- Opening Delimiter -
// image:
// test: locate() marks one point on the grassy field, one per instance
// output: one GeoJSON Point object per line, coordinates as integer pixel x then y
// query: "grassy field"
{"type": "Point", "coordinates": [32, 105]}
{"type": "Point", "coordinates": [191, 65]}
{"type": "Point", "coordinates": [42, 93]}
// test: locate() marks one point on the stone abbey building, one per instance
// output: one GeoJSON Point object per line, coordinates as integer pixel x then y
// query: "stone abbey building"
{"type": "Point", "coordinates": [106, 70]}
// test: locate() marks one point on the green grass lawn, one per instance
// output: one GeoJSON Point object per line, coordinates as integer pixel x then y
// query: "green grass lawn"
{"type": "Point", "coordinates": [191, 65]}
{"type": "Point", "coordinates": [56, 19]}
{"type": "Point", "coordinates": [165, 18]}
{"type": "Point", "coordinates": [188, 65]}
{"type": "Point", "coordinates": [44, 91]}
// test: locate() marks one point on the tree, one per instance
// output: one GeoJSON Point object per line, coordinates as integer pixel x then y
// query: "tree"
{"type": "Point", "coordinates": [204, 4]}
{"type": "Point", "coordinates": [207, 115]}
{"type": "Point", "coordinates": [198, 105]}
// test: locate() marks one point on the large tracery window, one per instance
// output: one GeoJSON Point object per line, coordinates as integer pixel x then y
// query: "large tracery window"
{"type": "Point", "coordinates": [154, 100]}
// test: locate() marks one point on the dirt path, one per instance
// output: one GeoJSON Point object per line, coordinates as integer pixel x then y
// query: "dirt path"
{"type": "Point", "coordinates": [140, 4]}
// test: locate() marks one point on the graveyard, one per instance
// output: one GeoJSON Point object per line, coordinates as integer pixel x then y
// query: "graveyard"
- Closing Delimiter -
### TRY IT
Extract all of the data above and output it character for character.

### ANSWER FOR THE TASK
// image:
// test: locate() marks one point on the grassy field, one per instance
// output: one GeoJSON Point object per line, coordinates as integer pixel x then y
// query: "grassy field"
{"type": "Point", "coordinates": [32, 105]}
{"type": "Point", "coordinates": [191, 65]}
{"type": "Point", "coordinates": [42, 93]}
// test: locate() marks one point on the stone abbey building, one per instance
// output: one GeoJSON Point object per line, coordinates as integer pixel x then y
// query: "stone abbey building"
{"type": "Point", "coordinates": [106, 70]}
// test: locate() marks one point on the green grass lawn, one per instance
// output: one GeoJSON Point object per line, coordinates as integer pixel x then y
// query: "green grass lawn"
{"type": "Point", "coordinates": [191, 65]}
{"type": "Point", "coordinates": [56, 19]}
{"type": "Point", "coordinates": [165, 18]}
{"type": "Point", "coordinates": [188, 65]}
{"type": "Point", "coordinates": [44, 91]}
// test: locate() marks one point on the tree, one per instance
// output: one GeoJSON Point object per line, coordinates as integer pixel x then y
// query: "tree"
{"type": "Point", "coordinates": [204, 4]}
{"type": "Point", "coordinates": [207, 115]}
{"type": "Point", "coordinates": [198, 105]}
// test: locate() marks one point on the large tracery window, one per instance
// output: one GeoJSON Point object per line, coordinates as integer pixel x then y
// query: "large tracery window"
{"type": "Point", "coordinates": [154, 100]}
// test: locate() marks one point on the dirt path, one per instance
// output: one GeoJSON Point object per line, coordinates as integer pixel x then y
// query: "dirt path"
{"type": "Point", "coordinates": [140, 4]}
// test: locate() marks one point on the graveyard, one per instance
// output: one GeoJSON Point object per line, coordinates as integer pixel x then y
// query: "graveyard"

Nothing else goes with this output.